The fact that many municipal bond investors are not sophisticated, and look to these assets as their source of retirement income, means this market could be particularly subject to panic. On the other hand, the highly vulnerable investors may be too petrified to act.

Default may mean no more than a few missed payments that will be paid later. (A technical default means no missed payments at all, but it would be surprising if the Bubble media is able to explain this material distinction to its viewers and readers, who may be deaf to legal talk when their remaining assets are plunging in value.) The holder of a bond in default may not listen to promises that missed payments will be paid in the future, no matter how likely. The sales pitch is often that "municipal bonds are the safest of all investments." These investors have heard this before (stocks, houses), so may have lost heart.

Therefore, the bondholders are not interested in grievances of public employees, the loss of municipal services, or, a tripling of tax rates to avoid default. The municipal investor being discussed needs this money.

#2 - Municipality - the state, town, county, or other administrative district does not want to change its mode of operation. It would like to continue building monuments to folly, hiring campaign workers in permanent jobs, awarding higher benefits to employees, and selling bonds since tax receipts do not meet this largesse. See: Illinois is not Peter Pan.

Some, of course, know better and are cutting expenses and attempting to corral employee benefits. Some were always managed well. But those in the headlines pretend to address current circumstances with no intention of balancing their budgets. They have more to lose by doing the right thing - such as, laying off workers, or, halting the construction of a new $100 million high school that is intended to provide 3,000 union construction jobs. Often, this is the reason schools, stadiums, museums, and other white elephants have been built.

The ostriches with their heads in the sand can not conceive of a time when the bond market will shut down. They have little motivation to close funding gaps. The ostriches are also very American; specifically, the vintage of Americans who have been swept into the post-modern guise that everything will work out well. In this case, the federal government will fill the gaps. They may be right, but for how long?

Work task A — Decide whether each statement agrees with the municipal bond text, answering yes or no and quoting the words that decide it: (i) A technical default involves no missed payments at all. (ii) Every municipality in the text has always been poorly managed. (iii) The ostriches believe the federal government will fill the gaps.
Work task B — Go on with the municipal bond text from where it stops.
The data that comes next was taken from a separate source.

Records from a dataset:
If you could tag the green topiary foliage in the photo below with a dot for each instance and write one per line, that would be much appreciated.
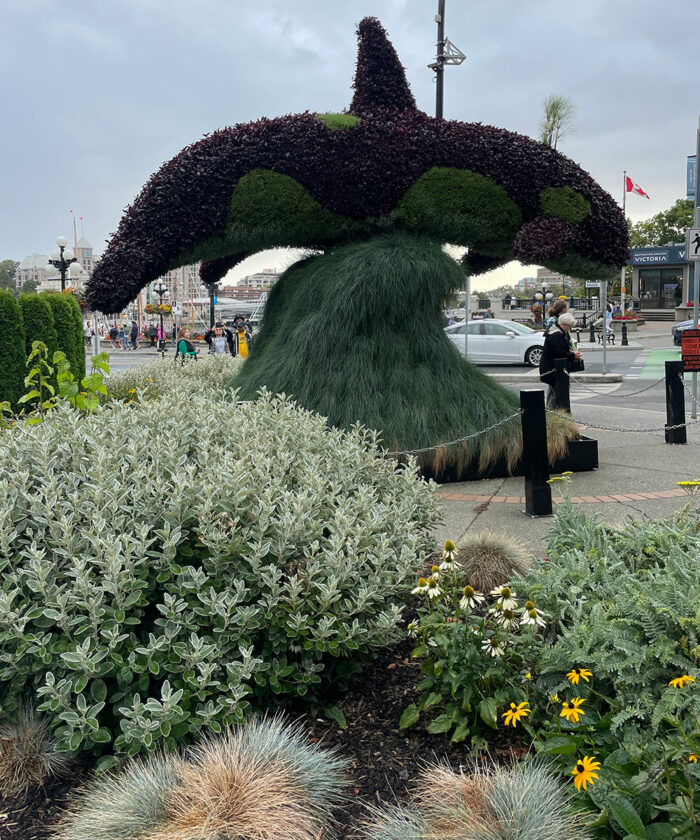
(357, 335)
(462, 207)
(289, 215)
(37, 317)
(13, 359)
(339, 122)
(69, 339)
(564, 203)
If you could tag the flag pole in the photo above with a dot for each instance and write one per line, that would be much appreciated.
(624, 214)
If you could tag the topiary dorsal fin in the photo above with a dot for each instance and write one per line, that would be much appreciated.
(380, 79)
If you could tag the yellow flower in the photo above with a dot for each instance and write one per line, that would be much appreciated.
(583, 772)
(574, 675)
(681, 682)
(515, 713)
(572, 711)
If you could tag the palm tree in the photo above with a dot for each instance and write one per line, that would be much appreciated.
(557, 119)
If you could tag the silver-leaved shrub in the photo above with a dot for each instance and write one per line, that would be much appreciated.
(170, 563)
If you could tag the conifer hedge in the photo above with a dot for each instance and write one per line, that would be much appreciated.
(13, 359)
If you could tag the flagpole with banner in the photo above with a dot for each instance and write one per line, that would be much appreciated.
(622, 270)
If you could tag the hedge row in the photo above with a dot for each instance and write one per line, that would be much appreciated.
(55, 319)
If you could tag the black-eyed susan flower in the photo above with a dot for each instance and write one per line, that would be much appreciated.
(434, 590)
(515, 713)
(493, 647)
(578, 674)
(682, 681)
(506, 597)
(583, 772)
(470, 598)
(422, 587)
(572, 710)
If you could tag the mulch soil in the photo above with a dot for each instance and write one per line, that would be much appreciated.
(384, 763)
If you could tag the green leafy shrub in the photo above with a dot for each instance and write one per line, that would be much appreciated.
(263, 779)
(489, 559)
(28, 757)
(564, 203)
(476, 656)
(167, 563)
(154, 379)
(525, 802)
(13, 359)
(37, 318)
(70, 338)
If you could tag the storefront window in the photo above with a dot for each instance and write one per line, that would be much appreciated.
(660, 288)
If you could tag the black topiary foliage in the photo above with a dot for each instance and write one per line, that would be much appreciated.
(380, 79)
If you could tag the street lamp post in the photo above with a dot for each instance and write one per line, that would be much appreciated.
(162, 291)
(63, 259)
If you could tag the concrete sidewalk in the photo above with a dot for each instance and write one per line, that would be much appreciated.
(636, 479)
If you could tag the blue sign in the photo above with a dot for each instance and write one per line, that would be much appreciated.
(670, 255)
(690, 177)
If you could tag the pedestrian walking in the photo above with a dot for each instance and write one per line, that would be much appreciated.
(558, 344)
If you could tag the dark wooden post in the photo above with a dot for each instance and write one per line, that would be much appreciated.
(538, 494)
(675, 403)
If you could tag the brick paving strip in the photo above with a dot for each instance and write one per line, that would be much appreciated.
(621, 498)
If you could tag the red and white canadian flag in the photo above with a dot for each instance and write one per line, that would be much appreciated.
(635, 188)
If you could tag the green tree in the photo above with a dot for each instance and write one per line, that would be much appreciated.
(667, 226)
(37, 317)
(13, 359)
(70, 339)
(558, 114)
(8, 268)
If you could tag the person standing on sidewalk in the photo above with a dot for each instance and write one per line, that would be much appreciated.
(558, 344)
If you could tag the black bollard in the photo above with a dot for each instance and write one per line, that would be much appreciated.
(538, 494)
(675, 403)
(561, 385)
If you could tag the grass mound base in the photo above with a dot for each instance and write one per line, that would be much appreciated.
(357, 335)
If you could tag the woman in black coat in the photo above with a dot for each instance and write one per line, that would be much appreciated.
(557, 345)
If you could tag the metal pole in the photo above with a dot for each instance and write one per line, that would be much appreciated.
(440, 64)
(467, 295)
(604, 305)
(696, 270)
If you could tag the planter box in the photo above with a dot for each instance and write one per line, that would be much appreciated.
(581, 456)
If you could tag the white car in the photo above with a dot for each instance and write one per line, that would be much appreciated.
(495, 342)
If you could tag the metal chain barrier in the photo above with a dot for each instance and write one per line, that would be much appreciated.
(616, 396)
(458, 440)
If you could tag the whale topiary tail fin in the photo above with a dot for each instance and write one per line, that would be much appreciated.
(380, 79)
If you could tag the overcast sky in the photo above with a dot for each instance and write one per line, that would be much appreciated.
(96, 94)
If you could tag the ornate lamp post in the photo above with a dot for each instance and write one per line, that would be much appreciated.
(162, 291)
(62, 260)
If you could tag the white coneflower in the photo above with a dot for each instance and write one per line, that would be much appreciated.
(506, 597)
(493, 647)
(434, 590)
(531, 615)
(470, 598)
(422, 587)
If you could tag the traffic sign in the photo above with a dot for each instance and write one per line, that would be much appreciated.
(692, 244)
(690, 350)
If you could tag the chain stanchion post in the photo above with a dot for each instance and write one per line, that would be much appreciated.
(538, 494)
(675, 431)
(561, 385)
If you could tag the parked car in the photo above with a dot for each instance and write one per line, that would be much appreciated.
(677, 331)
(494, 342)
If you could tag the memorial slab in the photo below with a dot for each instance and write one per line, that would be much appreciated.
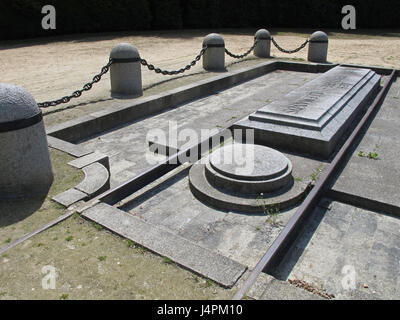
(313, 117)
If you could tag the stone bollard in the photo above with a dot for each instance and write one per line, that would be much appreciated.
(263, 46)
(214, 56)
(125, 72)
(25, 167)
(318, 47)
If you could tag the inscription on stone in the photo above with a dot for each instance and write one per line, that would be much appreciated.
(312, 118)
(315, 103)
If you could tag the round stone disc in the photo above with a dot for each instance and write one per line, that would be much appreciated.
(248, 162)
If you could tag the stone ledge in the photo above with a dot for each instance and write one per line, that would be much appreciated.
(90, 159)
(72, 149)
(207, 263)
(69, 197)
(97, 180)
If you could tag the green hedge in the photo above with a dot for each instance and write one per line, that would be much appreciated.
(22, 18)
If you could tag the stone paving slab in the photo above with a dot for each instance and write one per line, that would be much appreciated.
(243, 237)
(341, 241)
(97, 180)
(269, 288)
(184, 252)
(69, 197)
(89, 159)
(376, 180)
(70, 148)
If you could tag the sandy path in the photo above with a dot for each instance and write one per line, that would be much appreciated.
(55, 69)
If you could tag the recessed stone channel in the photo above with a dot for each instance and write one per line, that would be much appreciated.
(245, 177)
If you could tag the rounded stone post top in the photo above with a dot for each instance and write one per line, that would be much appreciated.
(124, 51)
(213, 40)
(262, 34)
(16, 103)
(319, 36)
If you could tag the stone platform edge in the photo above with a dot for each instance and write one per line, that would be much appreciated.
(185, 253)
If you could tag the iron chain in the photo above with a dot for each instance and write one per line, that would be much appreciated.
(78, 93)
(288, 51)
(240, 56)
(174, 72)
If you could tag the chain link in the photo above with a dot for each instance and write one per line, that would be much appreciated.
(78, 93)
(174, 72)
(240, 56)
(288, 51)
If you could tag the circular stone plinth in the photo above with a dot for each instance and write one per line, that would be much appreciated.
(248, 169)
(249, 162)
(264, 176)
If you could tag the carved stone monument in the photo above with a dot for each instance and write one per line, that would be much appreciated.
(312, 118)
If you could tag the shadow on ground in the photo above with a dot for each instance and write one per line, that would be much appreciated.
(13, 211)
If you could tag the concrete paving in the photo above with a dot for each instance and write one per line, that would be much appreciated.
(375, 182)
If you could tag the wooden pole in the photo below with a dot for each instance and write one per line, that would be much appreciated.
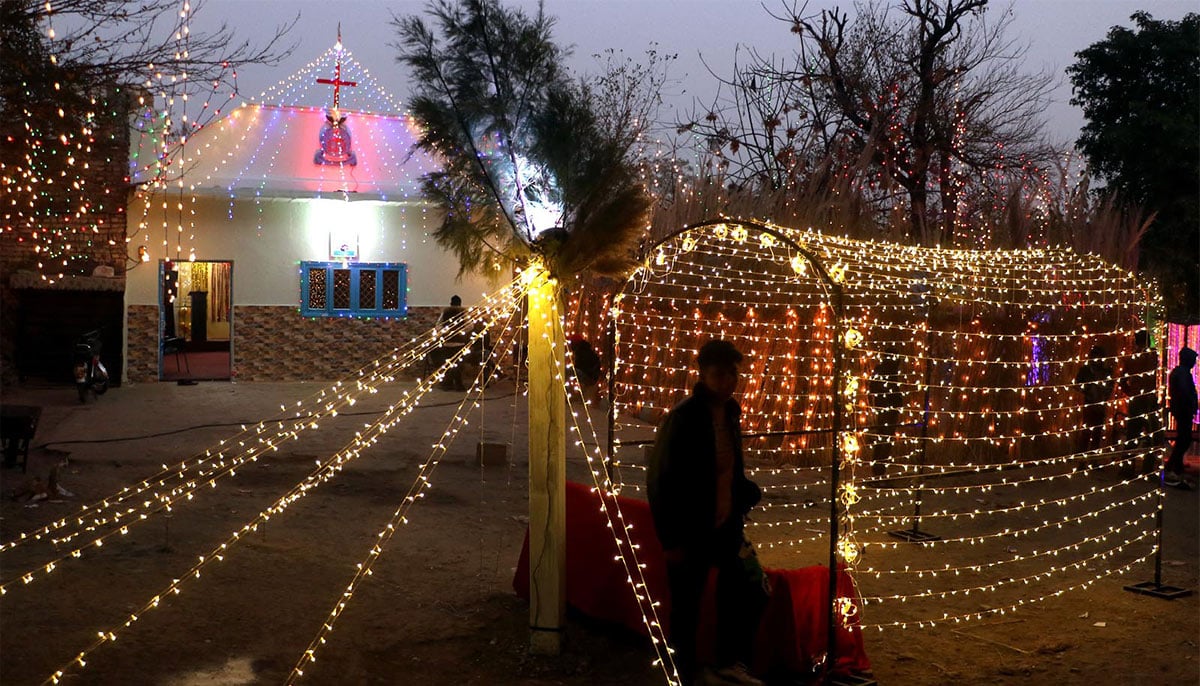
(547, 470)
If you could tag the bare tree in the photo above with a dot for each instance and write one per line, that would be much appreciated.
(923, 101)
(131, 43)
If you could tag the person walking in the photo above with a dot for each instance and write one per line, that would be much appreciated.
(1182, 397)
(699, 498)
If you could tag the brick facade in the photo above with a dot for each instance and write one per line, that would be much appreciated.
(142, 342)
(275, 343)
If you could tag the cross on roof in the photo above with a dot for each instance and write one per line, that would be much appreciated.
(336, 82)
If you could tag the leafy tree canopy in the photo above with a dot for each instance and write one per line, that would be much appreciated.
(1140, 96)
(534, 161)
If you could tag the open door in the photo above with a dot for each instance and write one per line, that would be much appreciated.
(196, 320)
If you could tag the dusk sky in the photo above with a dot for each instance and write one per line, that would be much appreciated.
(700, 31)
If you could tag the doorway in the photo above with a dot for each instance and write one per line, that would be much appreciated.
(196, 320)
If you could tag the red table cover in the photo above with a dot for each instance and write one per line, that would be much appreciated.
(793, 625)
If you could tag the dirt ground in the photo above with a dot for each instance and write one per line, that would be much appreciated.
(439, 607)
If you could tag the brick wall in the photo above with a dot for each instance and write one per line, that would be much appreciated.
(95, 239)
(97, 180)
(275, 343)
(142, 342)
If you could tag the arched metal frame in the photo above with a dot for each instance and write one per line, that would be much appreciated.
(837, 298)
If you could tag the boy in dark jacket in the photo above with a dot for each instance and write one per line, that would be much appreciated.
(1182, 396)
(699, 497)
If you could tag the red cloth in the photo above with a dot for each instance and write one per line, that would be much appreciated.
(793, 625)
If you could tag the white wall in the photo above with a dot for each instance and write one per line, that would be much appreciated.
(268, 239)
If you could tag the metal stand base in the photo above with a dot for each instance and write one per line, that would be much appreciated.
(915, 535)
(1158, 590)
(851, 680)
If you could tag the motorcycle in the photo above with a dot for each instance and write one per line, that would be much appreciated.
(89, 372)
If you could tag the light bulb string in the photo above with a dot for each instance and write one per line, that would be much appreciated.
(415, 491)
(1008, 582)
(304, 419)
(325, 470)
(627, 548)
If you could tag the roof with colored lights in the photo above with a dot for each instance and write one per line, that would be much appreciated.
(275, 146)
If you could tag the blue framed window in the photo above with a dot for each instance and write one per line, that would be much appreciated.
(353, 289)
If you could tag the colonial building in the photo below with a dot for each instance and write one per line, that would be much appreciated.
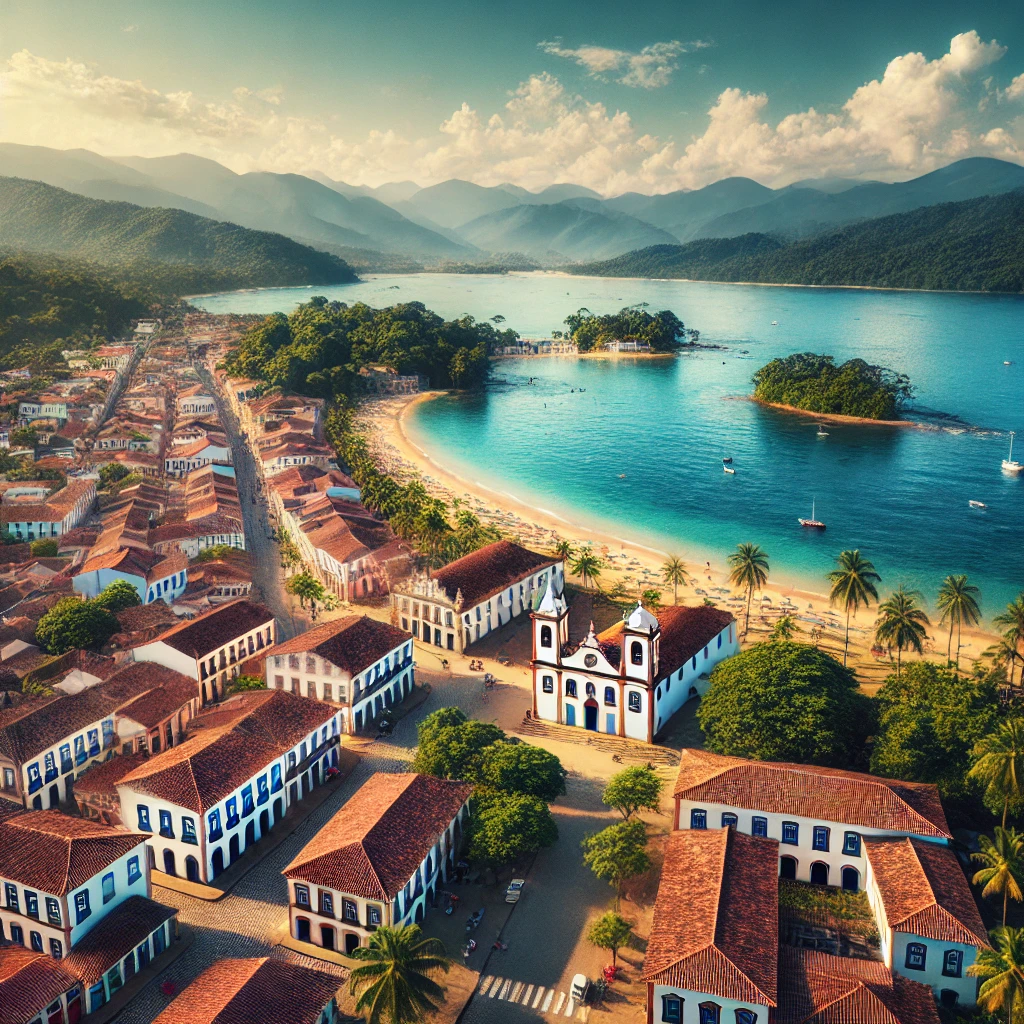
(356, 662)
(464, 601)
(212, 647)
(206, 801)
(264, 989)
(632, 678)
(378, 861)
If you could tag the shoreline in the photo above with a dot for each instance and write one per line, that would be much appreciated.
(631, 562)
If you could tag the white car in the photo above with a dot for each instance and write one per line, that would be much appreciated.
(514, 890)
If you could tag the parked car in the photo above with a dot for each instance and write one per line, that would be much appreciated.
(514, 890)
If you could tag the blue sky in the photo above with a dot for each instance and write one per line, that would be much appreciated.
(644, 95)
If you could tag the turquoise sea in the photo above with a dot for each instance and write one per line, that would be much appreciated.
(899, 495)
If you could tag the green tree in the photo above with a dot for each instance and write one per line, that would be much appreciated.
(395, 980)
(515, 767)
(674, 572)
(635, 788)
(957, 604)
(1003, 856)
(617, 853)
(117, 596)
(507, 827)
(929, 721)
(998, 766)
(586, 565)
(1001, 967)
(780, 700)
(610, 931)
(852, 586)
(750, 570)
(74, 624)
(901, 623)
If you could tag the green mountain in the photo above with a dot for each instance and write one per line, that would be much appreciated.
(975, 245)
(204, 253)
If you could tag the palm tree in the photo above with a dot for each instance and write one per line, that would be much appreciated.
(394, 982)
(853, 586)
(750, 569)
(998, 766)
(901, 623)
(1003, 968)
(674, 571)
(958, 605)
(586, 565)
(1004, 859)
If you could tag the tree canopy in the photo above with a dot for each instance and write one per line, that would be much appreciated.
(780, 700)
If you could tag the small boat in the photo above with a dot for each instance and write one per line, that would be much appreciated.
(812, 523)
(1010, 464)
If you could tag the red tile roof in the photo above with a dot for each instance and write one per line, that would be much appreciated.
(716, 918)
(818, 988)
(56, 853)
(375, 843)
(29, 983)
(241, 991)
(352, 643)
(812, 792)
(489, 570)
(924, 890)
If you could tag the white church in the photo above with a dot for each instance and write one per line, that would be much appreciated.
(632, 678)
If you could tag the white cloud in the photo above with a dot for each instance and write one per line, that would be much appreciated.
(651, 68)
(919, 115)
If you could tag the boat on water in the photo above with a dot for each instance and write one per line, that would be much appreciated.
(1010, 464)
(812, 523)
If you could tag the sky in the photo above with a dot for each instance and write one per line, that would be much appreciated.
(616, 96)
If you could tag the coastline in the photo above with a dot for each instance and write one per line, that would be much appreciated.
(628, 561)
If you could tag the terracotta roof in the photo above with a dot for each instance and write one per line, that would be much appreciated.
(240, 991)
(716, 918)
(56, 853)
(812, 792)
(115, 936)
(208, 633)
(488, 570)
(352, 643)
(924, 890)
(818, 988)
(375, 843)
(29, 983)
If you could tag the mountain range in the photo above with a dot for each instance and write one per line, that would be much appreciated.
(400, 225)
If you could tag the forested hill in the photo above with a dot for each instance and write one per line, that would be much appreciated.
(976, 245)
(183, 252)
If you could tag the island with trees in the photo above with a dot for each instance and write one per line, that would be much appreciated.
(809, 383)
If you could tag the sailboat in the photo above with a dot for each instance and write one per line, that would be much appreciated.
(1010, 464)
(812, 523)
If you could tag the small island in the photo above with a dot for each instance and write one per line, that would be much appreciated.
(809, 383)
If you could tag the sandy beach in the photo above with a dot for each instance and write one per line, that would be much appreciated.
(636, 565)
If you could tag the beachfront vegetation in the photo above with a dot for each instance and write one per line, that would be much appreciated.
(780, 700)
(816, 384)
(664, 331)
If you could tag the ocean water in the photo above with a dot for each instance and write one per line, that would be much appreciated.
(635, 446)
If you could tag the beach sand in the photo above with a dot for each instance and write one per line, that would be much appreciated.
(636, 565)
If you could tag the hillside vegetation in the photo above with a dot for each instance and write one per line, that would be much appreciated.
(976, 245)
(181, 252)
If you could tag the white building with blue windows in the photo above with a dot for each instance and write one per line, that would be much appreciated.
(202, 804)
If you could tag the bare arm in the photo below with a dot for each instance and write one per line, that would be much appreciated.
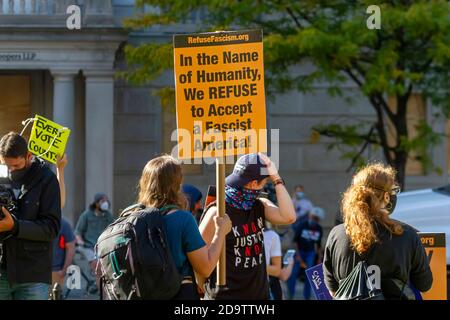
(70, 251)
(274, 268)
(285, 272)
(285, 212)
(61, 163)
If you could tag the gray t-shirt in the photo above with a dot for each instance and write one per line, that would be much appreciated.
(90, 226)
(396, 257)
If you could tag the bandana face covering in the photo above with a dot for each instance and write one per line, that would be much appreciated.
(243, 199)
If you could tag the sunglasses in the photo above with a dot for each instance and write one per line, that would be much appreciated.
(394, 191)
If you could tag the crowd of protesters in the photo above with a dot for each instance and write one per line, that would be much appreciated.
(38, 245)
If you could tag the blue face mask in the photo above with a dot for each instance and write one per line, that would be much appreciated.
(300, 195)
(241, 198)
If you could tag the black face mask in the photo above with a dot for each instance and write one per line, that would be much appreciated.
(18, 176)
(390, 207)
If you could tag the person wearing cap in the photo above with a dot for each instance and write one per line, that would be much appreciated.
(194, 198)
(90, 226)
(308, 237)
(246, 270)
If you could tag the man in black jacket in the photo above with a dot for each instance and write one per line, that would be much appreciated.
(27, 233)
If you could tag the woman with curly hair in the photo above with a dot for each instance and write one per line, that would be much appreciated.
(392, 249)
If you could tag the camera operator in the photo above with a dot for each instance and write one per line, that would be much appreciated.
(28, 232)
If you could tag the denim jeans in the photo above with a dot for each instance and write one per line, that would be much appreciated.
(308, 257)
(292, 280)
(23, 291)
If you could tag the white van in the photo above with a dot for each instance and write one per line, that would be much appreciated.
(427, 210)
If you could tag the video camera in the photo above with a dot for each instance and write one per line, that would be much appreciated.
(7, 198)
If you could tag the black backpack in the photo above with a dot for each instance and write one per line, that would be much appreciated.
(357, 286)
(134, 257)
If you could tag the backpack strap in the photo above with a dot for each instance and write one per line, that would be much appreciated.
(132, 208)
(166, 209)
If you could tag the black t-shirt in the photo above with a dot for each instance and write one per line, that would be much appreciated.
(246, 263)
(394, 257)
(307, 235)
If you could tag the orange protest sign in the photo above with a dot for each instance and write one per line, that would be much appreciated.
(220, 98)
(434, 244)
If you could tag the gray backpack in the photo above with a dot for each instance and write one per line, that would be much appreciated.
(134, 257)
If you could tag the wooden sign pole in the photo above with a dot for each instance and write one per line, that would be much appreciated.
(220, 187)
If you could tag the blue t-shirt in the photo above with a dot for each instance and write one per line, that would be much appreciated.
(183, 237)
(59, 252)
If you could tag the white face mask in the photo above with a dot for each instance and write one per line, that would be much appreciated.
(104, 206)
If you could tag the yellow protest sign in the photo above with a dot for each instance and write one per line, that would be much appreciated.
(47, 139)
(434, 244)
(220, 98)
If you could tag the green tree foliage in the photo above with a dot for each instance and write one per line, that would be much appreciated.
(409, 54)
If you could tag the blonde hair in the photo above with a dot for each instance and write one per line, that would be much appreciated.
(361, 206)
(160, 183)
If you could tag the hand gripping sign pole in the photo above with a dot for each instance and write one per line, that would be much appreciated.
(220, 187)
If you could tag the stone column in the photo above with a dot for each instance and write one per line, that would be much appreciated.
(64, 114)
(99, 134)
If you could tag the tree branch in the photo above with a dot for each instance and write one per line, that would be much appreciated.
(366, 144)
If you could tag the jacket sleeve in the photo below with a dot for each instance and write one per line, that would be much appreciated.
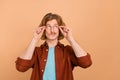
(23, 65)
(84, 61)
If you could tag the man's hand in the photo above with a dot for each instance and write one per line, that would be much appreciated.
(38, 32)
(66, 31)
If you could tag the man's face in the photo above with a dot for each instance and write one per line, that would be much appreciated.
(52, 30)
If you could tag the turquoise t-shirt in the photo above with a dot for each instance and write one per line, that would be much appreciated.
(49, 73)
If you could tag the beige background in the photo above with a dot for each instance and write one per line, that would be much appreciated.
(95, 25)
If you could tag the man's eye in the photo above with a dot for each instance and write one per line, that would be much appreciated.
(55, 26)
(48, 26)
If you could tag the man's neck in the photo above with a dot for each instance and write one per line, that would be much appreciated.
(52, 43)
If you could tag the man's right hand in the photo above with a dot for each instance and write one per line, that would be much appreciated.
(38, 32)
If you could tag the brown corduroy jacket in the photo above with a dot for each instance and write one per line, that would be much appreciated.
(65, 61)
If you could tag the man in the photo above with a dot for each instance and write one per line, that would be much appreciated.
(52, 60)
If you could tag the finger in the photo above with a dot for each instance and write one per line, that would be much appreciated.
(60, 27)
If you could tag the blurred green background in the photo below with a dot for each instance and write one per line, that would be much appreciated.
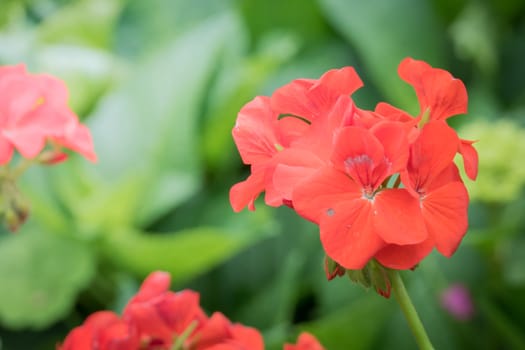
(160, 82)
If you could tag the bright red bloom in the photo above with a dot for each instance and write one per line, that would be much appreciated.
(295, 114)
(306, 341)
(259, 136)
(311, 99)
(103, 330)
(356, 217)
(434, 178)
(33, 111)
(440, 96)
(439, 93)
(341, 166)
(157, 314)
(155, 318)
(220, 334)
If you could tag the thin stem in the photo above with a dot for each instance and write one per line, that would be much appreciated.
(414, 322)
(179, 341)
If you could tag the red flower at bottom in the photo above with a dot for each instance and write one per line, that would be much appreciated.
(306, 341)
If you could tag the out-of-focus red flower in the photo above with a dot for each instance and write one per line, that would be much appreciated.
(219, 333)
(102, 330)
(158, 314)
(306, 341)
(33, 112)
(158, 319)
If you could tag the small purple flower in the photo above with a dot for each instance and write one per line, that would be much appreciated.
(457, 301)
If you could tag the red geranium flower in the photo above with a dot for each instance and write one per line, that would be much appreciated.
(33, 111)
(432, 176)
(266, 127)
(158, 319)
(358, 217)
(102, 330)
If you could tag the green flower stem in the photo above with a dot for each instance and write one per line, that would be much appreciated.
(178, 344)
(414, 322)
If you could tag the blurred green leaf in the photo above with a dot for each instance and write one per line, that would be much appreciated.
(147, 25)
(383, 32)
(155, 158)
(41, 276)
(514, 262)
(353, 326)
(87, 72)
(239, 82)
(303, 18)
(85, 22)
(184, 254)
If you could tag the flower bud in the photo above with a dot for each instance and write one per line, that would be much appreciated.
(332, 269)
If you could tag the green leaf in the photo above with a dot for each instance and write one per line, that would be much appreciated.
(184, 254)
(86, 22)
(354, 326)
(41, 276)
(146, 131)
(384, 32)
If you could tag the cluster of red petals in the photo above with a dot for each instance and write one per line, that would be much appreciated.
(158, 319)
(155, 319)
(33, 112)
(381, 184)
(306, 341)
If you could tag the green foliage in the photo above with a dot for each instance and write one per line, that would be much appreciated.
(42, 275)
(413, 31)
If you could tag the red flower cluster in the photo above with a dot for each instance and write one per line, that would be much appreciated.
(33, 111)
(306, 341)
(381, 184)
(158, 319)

Answer area A —
(i) Yes: "A technical default means no missed payments at all"
(ii) No: "Some were always managed well."
(iii) Yes: "In this case, the federal government will fill the gaps."

Answer area B —
Municipalities hold a trump card that has not received much attention. Many state and city expenses are mandated by the federal government. Congress imposes new regulations that include more school administrators, demand access ramps, the expansion of health benefits, and on it goes, but the Feds do not fund these declarations of magnanimity. In 1970, Medicare cost the states $2 billion. The estimate for 2008 was $158 billion. Some state or city is bound to tell the Feds "you pay for it, or we're stopping it." From a spectator's point-of-view, the scuffle that follows will be engaging.

#3 - Employees - want to keep what they have and many want more. The United States is a large country so it is hard to generalize about the stubbornness on either side. Recent histrionics in Wisconsin, including the juvenile comments by President Obama, represent the aggressive union position. The unions will not budge. In such situations, when the negotiation of benefits and pay fails, court decisions will intercede. Bondholders are the least of the unions' concerns. In such circumstances it is prudent for bondholders to expect the sort of vilification heaped on the owners of General Motors' debt.

As a reminder, the Obama administration and the unions accused hedge funds of forestalling justice. The greedy Greenwichites claimed General Motors' bonds were a contractual arrangement (a bond being a contract). This would not do and a ukase was imposed on hedge fund managers that satisfied the President, a graduate of Harvard Law School.

Crucial to the propaganda campaign was the false representation that hedge funds owned most of the bonds. In fact, a large contingent of GM bondholders fit the profile of the municipal investor. General Motors' bondholders wanted their day in court.

The Family and Dissident Bondholders group was denied official status to represent bondholders by the bankruptcy court. [In re General Motors Corp., 09-50026, U.S. Bankruptcy Court, Southern District of New York (Manhattan).]

The group was overwhelmed by the machinery of the state. A spokesman for the Unofficial Committee of Family & Dissident GM Bondholders said: "The committee members today simply lack the resources needed to mount an effective appeals process on the accelerated basis that would be required here." The "accelerated basis" indicates the Dissident Bondholders were denied Due Process, a potential hazard to municipal bondholders.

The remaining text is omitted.